#### Study material
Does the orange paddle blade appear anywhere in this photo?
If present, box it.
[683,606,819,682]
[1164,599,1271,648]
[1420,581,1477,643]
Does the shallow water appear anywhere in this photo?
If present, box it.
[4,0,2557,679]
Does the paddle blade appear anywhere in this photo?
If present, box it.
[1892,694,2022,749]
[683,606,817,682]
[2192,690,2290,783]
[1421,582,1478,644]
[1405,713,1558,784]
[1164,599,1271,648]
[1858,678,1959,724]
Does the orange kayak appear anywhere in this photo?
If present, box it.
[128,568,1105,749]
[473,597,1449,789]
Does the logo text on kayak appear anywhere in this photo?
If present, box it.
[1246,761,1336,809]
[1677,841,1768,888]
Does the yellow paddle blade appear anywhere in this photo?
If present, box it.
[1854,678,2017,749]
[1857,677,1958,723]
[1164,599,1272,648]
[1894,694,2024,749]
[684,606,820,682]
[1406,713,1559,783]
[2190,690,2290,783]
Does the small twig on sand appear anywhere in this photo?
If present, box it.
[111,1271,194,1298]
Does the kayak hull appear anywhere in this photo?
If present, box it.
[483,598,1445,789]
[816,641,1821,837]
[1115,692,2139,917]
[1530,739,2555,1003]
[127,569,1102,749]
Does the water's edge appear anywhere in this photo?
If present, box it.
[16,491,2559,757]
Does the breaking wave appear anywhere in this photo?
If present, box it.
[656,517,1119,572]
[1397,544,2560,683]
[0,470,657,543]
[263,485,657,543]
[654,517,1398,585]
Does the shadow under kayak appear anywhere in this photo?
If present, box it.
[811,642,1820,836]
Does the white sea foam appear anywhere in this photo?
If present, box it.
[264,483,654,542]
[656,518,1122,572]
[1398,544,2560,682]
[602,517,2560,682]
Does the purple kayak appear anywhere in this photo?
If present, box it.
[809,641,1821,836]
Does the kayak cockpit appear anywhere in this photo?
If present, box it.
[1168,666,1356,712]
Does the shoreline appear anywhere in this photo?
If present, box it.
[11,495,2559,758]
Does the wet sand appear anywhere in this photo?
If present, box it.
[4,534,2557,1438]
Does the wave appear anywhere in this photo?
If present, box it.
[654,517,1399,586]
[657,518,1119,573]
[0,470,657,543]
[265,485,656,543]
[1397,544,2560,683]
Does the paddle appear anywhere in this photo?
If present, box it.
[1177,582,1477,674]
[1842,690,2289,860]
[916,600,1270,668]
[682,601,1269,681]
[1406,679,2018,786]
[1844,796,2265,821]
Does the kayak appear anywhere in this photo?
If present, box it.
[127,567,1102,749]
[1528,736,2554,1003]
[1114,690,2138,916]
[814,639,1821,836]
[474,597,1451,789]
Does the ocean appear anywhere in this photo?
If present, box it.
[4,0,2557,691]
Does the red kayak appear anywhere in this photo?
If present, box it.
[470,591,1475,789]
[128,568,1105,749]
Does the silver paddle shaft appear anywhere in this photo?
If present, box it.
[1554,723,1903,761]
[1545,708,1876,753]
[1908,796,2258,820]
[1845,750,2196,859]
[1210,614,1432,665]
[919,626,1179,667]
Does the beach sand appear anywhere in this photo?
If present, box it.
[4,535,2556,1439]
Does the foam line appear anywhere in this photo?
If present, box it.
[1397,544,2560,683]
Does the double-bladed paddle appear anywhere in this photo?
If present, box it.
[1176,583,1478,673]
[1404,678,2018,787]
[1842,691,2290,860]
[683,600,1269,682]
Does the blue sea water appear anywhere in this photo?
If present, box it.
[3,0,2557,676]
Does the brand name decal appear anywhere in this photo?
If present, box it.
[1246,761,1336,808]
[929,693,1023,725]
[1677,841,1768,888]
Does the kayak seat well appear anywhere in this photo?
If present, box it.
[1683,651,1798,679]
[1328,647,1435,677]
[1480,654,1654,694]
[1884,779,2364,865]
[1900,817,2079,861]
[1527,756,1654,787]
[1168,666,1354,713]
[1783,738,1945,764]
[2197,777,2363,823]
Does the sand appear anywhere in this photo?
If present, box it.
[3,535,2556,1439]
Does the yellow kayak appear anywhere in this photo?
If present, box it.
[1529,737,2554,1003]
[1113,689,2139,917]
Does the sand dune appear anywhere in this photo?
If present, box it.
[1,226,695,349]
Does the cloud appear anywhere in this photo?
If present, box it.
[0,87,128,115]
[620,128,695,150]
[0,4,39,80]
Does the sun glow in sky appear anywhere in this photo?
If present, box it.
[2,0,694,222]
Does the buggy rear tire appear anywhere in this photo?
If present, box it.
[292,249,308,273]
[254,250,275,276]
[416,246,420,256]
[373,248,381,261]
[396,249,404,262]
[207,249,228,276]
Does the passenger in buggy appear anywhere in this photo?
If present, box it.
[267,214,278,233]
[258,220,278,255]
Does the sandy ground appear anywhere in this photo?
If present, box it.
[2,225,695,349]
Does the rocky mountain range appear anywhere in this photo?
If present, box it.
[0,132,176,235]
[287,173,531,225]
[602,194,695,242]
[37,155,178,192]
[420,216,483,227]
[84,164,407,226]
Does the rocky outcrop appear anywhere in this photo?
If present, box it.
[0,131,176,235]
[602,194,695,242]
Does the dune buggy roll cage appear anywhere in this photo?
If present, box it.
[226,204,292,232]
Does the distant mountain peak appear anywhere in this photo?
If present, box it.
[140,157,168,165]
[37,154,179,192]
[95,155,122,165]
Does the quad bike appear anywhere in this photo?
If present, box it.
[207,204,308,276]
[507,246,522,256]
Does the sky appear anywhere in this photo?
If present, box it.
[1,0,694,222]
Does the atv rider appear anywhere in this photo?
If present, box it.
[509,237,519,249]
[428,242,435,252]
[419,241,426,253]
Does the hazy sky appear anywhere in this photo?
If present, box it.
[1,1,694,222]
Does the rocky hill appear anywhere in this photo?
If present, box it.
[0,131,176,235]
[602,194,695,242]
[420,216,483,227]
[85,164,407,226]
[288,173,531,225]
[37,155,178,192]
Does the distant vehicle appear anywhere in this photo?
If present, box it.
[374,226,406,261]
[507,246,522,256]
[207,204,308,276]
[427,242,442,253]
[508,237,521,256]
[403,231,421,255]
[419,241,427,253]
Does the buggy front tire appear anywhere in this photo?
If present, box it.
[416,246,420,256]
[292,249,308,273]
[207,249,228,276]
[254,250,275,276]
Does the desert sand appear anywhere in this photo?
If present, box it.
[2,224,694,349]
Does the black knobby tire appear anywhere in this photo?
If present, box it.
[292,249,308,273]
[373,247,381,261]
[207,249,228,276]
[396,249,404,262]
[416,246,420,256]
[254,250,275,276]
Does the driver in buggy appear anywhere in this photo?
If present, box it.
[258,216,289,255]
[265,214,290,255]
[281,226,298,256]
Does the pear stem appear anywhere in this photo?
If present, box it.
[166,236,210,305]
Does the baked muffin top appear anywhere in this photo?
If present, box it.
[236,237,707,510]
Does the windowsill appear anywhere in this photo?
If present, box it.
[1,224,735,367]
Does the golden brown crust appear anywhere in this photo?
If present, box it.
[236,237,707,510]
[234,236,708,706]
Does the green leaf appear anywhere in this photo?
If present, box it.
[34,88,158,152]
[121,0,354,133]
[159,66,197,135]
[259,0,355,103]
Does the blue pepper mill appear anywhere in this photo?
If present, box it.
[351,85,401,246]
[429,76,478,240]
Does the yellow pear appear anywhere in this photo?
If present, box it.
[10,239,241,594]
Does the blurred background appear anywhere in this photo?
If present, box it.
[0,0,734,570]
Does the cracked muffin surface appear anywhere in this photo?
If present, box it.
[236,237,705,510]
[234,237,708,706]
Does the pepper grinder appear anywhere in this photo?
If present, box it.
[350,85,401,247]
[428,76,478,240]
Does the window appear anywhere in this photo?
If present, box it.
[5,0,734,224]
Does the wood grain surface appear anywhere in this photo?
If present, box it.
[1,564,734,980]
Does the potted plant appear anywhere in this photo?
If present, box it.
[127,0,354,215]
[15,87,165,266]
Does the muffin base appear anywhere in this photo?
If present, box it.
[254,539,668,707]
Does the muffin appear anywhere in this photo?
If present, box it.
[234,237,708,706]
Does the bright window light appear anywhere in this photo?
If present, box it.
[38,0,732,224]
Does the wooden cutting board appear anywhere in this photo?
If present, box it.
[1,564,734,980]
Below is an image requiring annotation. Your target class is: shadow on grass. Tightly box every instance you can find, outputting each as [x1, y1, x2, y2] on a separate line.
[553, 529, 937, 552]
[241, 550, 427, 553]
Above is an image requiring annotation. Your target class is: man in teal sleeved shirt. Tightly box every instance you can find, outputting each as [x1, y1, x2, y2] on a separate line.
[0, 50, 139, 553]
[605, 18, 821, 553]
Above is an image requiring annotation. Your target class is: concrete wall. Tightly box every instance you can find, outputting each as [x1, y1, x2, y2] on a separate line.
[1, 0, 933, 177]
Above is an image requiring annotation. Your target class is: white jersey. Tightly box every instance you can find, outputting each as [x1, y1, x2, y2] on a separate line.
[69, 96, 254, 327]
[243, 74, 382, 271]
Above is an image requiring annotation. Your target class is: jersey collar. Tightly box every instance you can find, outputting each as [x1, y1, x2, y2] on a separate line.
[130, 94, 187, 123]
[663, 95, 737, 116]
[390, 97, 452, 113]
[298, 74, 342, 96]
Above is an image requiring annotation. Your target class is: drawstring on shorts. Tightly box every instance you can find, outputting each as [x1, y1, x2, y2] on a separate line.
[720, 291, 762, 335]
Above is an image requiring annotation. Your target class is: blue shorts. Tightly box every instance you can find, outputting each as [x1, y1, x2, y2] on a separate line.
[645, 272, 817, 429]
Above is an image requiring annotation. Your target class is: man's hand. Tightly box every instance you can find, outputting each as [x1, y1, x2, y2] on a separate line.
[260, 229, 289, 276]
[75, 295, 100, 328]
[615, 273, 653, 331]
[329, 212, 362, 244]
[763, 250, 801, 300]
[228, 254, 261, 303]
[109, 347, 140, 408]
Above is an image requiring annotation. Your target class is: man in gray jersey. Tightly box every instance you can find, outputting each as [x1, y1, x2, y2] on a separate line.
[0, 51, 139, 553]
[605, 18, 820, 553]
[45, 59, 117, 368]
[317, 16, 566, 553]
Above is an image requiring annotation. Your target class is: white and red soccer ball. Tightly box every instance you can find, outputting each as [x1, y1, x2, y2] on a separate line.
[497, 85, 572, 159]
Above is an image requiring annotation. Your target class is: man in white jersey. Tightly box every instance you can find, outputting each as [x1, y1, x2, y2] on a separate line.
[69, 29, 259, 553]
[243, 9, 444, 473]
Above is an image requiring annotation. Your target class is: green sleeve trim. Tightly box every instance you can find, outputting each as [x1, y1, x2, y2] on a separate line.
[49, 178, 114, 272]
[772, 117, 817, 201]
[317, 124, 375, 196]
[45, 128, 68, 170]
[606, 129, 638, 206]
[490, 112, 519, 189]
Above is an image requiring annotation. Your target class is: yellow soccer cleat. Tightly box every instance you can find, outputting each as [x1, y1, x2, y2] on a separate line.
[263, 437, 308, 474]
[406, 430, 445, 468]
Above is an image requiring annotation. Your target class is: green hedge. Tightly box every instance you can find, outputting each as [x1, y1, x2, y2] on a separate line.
########
§ Exercise
Find the lines above holding the word "distant" and show them.

§ Task output
Does the distant mountain peak appear anywhere in this photo?
Does the distant vehicle appear anywhere in this photo?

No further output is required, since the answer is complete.